§ **Набор заданий**
**a)** Ответьте по тексту о повествовательной перспективе на следующие вопросы.
(i) В каком журнале опубликована статья?
(ii) Какие две инстанции как минимум подразумевает категория субъекта в нарративном художественном тексте?
(iii) Как производитель текста определяется в литературоведении?
**b)** Определите, согласуется ли с текстом о повествовательной перспективе каждое утверждение.
(i) Статья помещена в рубрику «Дискуссии».
(ii) Производитель текста рассматривается в статье как субъект, идентичный категории субъекта в нарративном художественном тексте.
(iii) Доступ к статье платный.
**c)** Перепечатайте фрагмент текста о повествовательной перспективе между словами «Повествовательная перспектива, тип» и «т.15, 2016 года.» включительно.

§ **Предложенный текст**

---

Повествовательная перспектива, тип повествовательных форм и категории субъекта как знаки нарративного художественного текста
Автор: Шипова Ирина Алексеевна
Журнал: Вестник Волгоградского государственного университета. Серия 2: Языкознание @jvolsu-linguistics
Рубрика: Дискуссии
Статья в выпуске: 1 т.15, 2016 года.
Бесплатный доступ
Статья посвящена определению повествовательной перспективы как синтеза субъектно-речевого, композиционно-сюжетного и пространственно-временного планов нарративного художественного текста, обусловленного соответствующей коммуникативно-творческой стратегией, или концептуально-тематическими установками, автора. Приведенная в статье типология повествовательных форм отражает зависимость повествовательной перспективы от типа повествователя. Производитель текста, определяемый в литературоведении как «образ автора», рассматривается в статье как субъект повествования, неидентичный категории субъекта в нарративном художественном тексте, которая подразумевает как минимум две инстанции: субъект речи и субъект сознания. Они могут как совпадать в повествовании, так и представлять различные точки зрения в рамках одного высказывания, что отражается в тексте благодаря соответ ствующим семантическим свойствам языковых элементов. Лексические и грамматические единицы языка служат также средством формирования повествовательного модуса, варьирующегося в зависимости от авторского замысла как модус изложения, воображения, воспоминания и др., дающего возможность в некоторой степени выразить отношение автора текста к его содержанию или к содержанию его фрагмента. Структурно-семантический строй художественного текста позволяет говорить о его знаковом характере, отражающем смысловые и выразительные доминанты повествования.

---

§ **Исходные данные**

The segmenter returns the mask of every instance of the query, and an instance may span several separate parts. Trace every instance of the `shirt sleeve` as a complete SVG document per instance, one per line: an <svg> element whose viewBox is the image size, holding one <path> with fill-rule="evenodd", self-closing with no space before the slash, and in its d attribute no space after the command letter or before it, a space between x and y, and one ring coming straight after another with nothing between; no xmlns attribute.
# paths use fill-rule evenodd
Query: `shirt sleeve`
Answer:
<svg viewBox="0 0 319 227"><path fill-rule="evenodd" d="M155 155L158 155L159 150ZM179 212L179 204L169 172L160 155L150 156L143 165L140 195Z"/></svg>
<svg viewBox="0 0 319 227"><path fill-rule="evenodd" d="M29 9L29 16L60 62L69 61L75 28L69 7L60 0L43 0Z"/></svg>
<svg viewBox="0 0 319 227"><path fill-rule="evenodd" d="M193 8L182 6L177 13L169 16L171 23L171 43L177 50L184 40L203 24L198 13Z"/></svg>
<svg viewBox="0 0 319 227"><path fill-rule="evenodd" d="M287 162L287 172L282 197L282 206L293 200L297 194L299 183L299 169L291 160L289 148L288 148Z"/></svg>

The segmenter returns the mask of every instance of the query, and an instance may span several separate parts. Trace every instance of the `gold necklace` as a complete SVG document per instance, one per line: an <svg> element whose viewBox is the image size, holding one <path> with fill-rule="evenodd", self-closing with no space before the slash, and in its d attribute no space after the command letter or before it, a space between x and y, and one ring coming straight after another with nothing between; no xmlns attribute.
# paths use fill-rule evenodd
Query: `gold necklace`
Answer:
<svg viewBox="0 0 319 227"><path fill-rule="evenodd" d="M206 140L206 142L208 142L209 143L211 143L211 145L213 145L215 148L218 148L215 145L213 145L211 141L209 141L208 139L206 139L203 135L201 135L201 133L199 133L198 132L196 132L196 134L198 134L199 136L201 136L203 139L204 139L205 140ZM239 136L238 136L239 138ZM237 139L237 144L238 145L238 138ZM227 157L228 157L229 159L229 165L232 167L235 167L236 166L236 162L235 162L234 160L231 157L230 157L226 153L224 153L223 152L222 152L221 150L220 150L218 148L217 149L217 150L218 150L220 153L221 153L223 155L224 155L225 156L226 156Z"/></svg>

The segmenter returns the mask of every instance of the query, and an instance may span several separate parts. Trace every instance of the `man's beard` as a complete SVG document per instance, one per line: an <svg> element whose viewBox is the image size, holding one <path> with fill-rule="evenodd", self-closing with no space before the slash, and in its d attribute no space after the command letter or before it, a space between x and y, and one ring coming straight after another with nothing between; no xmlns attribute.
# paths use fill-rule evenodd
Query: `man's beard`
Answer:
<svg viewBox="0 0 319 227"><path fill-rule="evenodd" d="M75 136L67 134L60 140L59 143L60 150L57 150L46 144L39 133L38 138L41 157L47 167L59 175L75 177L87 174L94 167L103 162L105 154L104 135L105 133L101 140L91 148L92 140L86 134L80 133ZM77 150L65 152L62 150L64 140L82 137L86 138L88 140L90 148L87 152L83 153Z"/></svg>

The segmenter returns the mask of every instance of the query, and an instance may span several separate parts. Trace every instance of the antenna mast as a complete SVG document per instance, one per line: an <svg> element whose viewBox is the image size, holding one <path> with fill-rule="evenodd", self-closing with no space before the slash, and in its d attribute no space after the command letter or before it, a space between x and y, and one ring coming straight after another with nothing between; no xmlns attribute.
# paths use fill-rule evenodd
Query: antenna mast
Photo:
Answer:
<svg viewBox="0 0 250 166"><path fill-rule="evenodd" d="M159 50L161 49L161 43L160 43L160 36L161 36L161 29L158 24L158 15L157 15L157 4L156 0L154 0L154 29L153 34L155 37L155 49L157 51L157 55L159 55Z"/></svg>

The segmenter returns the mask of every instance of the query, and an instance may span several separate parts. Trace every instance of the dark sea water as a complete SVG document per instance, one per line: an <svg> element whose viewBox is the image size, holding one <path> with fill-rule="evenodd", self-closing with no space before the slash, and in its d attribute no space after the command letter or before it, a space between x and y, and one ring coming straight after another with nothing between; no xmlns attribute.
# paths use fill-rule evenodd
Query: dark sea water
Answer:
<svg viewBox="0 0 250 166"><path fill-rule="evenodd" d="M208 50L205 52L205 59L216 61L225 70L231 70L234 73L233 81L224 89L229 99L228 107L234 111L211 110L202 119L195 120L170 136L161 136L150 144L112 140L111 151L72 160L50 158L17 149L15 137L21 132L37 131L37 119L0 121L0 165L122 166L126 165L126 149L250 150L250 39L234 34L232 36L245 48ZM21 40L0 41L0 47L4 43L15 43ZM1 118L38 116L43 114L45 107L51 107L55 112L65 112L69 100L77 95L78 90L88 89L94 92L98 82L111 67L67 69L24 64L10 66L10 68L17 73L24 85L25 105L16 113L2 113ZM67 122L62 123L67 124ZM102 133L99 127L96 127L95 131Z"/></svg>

---

§ **Ответы к заданиям**
**a)**
(i) Статья опубликована в журнале «Вестник Волгоградского государственного университета. Серия 2: Языкознание».
(ii) Категория субъекта подразумевает субъект речи и субъект сознания.
(iii) В литературоведении производитель текста определяется как «образ автора».

**b)**
(i) Да: «Рубрика: Дискуссии».
(ii) Нет: «рассматривается в статье как субъект повествования, неидентичный категории субъекта в нарративном художественном тексте».
(iii) Нет: «Бесплатный доступ».

**c)**
Повествовательная перспектива, тип повествовательных форм и категории субъекта как знаки нарративного художественного текста
Автор: Шипова Ирина Алексеевна
Журнал: Вестник Волгоградского государственного университета. Серия 2: Языкознание @jvolsu-linguistics
Рубрика: Дискуссии
Статья в выпуске: 1 т.15, 2016 года.